===== DATA IN THIS EXERCISE
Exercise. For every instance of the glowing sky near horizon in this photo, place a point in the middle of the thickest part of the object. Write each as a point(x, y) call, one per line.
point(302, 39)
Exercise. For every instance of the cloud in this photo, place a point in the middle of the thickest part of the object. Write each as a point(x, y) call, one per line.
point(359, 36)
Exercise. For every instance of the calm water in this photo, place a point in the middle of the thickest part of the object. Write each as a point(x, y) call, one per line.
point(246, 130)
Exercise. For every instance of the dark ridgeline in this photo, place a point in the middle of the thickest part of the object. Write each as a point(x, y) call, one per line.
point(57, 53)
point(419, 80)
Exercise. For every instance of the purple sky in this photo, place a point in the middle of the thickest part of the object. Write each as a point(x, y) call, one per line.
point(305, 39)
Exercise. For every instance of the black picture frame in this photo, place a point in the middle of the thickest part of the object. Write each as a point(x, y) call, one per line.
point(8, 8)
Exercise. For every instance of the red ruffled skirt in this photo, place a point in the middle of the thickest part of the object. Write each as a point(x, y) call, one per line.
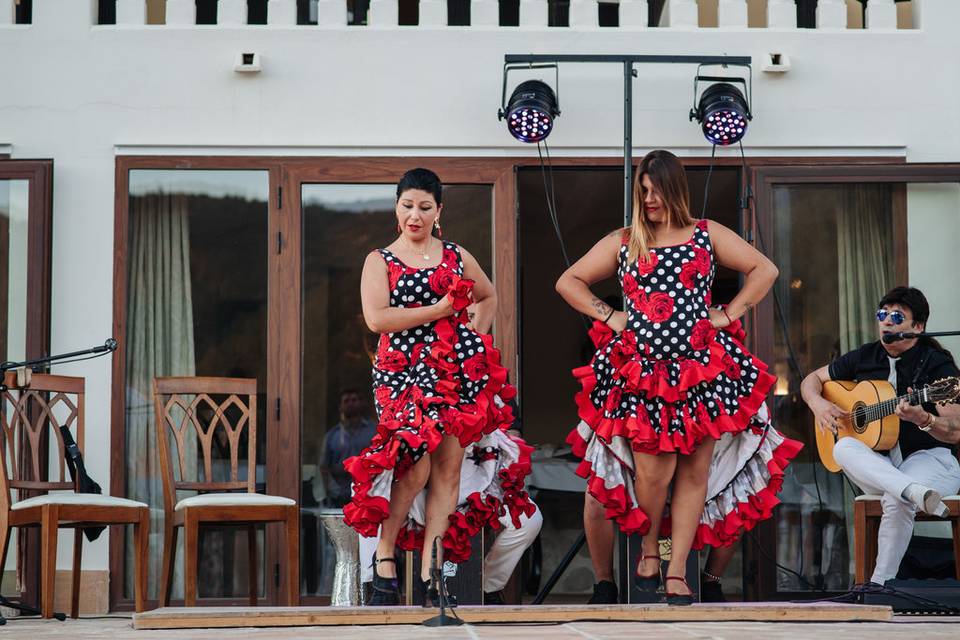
==========
DIRECTIONS: Update the listing above by replacing "thickest" with "widest" everywhere it appears, leaving all other text unchanged. Omit the pictures from your answer.

SOLUTION FOR THIS PROBLEM:
Exercise. For every instance of the glowing sky near horizon in this photo, place a point in the middle of the widest part of the object. Write each as a point(x, y) call, one per line.
point(302, 39)
Exercise. For every instance of the cloud in this photo, place a point in the middle of the widest part of the object. Write each as a point(x, y) call, one per line.
point(359, 36)
Exercise. For every instance of the calm water in this photo, place a point in the middle of the widest part of the object. Write each as a point(x, y) call, one per line.
point(246, 130)
Exercise. For every instance of the dark ridgeline in this photo, place a point in the middle of the widest part of the object. Write each as a point(x, y) call, one per line.
point(57, 53)
point(419, 80)
Exercise. For every instance of the purple sky in this photo, place a point in the middle of the widest part of the object. Write each as a point(x, y) call, one per line.
point(305, 39)
Exercise. For every instance of the black picture frame in this photo, place a point in the middle of the widest part of the object. Write each as a point(x, y) call, one per line.
point(8, 8)
Exercise. For every instance of the red ruffled skirt in this photo, place a point in the middle of the widest part of the object. Write each as a point(x, y) call, one per line.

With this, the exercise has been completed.